The problem:
An exact reproduction of all the entries below is required.

(Stored data entries)
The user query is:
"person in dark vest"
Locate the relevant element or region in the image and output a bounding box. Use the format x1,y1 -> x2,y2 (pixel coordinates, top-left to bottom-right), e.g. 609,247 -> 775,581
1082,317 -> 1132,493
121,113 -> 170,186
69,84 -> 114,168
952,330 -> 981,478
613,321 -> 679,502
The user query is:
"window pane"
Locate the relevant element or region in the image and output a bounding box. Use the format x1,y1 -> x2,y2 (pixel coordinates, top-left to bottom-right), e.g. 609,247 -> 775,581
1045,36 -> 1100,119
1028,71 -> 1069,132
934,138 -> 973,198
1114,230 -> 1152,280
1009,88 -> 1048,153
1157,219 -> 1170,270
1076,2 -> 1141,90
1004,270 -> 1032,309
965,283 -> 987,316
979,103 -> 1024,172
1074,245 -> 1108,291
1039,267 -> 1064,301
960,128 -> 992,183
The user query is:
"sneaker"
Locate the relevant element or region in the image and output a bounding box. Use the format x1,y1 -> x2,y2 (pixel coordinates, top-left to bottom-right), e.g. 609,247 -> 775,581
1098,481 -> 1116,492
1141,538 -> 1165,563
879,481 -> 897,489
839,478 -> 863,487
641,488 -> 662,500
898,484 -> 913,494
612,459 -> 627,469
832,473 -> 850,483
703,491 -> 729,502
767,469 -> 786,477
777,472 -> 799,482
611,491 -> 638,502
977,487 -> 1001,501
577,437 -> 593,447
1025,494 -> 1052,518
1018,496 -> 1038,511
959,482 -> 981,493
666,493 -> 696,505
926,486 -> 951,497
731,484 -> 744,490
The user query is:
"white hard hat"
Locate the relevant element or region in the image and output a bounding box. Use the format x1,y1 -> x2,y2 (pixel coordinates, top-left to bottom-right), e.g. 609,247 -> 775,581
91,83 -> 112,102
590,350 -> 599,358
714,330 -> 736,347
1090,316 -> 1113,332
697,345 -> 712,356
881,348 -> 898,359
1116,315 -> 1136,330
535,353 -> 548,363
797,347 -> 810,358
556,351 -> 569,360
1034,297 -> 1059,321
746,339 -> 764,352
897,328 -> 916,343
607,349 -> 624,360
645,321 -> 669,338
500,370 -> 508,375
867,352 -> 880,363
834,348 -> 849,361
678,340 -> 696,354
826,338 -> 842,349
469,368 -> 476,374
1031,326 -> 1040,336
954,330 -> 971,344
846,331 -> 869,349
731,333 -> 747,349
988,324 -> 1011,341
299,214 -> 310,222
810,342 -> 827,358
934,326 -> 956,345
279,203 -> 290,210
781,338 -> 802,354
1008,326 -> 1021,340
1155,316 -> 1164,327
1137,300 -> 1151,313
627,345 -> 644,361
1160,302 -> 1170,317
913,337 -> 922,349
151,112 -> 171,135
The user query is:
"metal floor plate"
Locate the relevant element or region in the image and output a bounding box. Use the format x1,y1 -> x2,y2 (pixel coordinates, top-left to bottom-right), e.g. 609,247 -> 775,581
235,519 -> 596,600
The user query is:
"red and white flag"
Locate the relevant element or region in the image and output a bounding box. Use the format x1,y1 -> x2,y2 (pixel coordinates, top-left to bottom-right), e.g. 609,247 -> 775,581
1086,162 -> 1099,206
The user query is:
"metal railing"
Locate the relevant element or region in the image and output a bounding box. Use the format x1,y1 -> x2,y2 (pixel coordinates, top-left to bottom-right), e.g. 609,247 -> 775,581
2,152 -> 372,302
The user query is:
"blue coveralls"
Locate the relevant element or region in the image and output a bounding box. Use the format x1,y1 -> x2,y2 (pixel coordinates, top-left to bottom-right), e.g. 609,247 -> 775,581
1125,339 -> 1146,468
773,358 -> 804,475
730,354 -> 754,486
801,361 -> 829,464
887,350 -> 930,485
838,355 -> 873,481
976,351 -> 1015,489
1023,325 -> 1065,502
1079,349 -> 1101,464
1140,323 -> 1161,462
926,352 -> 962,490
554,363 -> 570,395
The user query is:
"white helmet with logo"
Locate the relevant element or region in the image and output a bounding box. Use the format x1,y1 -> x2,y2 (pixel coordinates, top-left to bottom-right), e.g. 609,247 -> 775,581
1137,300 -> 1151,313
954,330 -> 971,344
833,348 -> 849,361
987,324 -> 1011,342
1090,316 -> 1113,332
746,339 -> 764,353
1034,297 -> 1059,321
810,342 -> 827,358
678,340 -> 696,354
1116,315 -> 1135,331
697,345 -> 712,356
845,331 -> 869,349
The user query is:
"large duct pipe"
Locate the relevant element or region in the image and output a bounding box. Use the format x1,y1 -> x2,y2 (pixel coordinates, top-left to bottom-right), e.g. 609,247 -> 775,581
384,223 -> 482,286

Exercise solution:
The user query is:
"person in dark vest"
Locate the relevant element or region in the image and output a bounding box. Use the format x1,y1 -> x2,y2 (pixel coordinates, top-left to bottom-right), e.g. 609,247 -> 775,581
1082,317 -> 1132,493
121,113 -> 170,186
69,84 -> 114,168
952,330 -> 981,478
613,321 -> 679,502
The user query is:
"window pane"
Locate the relevant element or region in the image and output a bounding box. Use the format x1,y1 -> x2,y2 (pixel coordinates, top-left to bottom-right), e.g. 609,247 -> 775,581
1045,36 -> 1100,119
1028,71 -> 1069,132
934,138 -> 973,198
1114,230 -> 1152,280
1009,88 -> 1048,153
1157,219 -> 1170,270
1076,2 -> 1141,90
1004,270 -> 1032,309
965,283 -> 987,316
979,103 -> 1024,172
1074,245 -> 1108,291
1039,267 -> 1064,301
960,128 -> 992,183
The user query is:
"sneaker"
Locate the relevant element or region in the image and output a bounding box. Use the format x1,y1 -> x2,y2 (pixel coordinates, top-left to bottom-right), e.g. 609,247 -> 775,581
1098,481 -> 1116,492
1141,538 -> 1165,563
879,481 -> 897,489
839,478 -> 863,487
641,488 -> 662,500
898,484 -> 913,494
612,459 -> 627,469
832,473 -> 850,483
703,491 -> 729,502
767,469 -> 786,477
777,472 -> 799,482
611,491 -> 638,502
977,487 -> 1001,501
577,437 -> 593,447
1025,494 -> 1052,518
1018,496 -> 1038,511
959,482 -> 981,493
666,493 -> 696,505
926,486 -> 951,497
731,484 -> 744,490
The user query is:
"white hard hat"
Locate the relevant element or region in the image and output a bounding box. Use the format x1,y1 -> x2,y2 (pixel coordinates, top-left to bottom-right), e.g. 609,247 -> 775,581
91,83 -> 112,102
590,350 -> 599,358
714,330 -> 736,347
1090,316 -> 1113,332
697,345 -> 712,356
881,348 -> 898,359
1116,315 -> 1136,330
535,353 -> 548,363
797,347 -> 810,358
556,351 -> 569,360
1034,297 -> 1059,321
746,339 -> 764,352
897,328 -> 916,343
607,349 -> 624,360
645,321 -> 669,338
500,370 -> 508,375
867,352 -> 880,363
834,348 -> 849,361
678,340 -> 696,354
826,338 -> 842,349
469,368 -> 476,374
1031,326 -> 1040,336
954,330 -> 971,344
846,331 -> 869,349
731,333 -> 747,349
988,324 -> 1011,341
299,214 -> 310,222
810,342 -> 827,358
934,326 -> 956,345
279,203 -> 290,210
781,338 -> 802,354
1008,326 -> 1021,340
1155,316 -> 1164,327
1137,300 -> 1151,313
627,345 -> 644,361
1160,302 -> 1170,317
913,337 -> 922,349
151,112 -> 171,135
The user query is:
"metal floor plate"
Locate the relevant element or region in the image and output a bounding box. Use the format x1,y1 -> x2,y2 (pixel coordinates, top-left to bottom-right), e.g. 609,247 -> 775,581
235,519 -> 596,600
The user query is:
"red and white flag"
Locate the relevant element or region in the image and output a bounding box. Use the format x1,y1 -> x2,y2 (pixel coordinates, top-left to bottom-right), e.g. 609,247 -> 775,581
1086,162 -> 1099,206
The user query is:
"metal railing"
Locate the relevant element or region in the image and output a bounding box. Use the format x1,y1 -> x2,y2 (pixel coordinates, top-left to bottom-right), e.g. 609,247 -> 775,581
2,152 -> 372,302
The user query is:
"blue coveralls"
Locate the relevant element or region in the image and output a bounding box. Use the format x1,y1 -> x2,y2 (pixel coordinates, top-left to bottom-right), e.g. 609,247 -> 775,581
1125,339 -> 1146,468
773,358 -> 804,475
730,354 -> 754,486
801,361 -> 829,464
887,350 -> 930,485
838,355 -> 873,481
976,351 -> 1015,489
1023,325 -> 1065,502
1079,349 -> 1101,464
1140,323 -> 1161,462
926,352 -> 962,490
554,363 -> 570,395
The user query is:
"white helmet with logo"
Locate the relevant element or region in the image and output a bounding box. Use the format x1,y1 -> x2,y2 (pixel coordinates, top-left to bottom-right), e.g. 609,247 -> 775,581
1137,300 -> 1151,313
954,330 -> 971,344
833,348 -> 849,361
987,324 -> 1011,342
1090,316 -> 1113,332
746,339 -> 764,353
1034,297 -> 1059,321
810,342 -> 827,358
678,340 -> 696,354
1116,315 -> 1135,331
697,345 -> 712,356
845,331 -> 869,349
The user query is:
"large duct pipe"
Locate the relevant element or region in the image and output a bounding box. Use the format x1,y1 -> x2,y2 (pixel coordinates, top-left to bottom-right), e.g. 609,247 -> 775,581
384,223 -> 482,286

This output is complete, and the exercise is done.